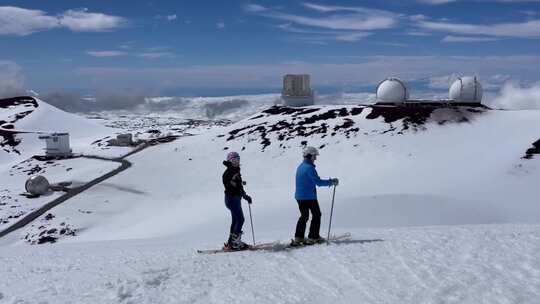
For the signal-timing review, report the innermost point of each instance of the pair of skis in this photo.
(275, 246)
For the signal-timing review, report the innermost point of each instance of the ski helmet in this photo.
(310, 151)
(233, 156)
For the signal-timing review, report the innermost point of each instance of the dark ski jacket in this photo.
(232, 180)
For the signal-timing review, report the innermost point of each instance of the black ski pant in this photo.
(305, 207)
(233, 203)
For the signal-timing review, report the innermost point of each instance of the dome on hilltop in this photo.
(392, 90)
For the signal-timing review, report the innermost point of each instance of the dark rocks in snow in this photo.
(309, 121)
(49, 231)
(25, 101)
(532, 151)
(8, 140)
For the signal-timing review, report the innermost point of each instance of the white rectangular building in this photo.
(297, 90)
(57, 144)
####
→ **EXERCISE DIRECTIONS**
Omitting the pictures, write out the material above exactly as it stands.

→ **ANSWER SECTION**
For the signal-timing review, report the innermost point of each instance of the pair of skis in this photo.
(275, 246)
For the signal-timing review, report the innermost point of each instance of the ski helmet in this photo.
(310, 151)
(233, 156)
For the signal-timing review, report the innermost point of each instance of the dark ski jacket in this photo.
(232, 180)
For the signal-timing review, report the innermost point of each instance of the black ski pant in this photo.
(305, 207)
(233, 203)
For the signal-timing review, report the innermost point of each instance of the dome on hilltop in this photo.
(392, 90)
For the signal-timing review, report the innermost point of each instance of the dark rocks in snow in this photo.
(309, 121)
(49, 231)
(25, 101)
(532, 151)
(8, 140)
For the signal-timing review, report the innermost point of each instance of the white rectangular building in this photo.
(297, 90)
(57, 144)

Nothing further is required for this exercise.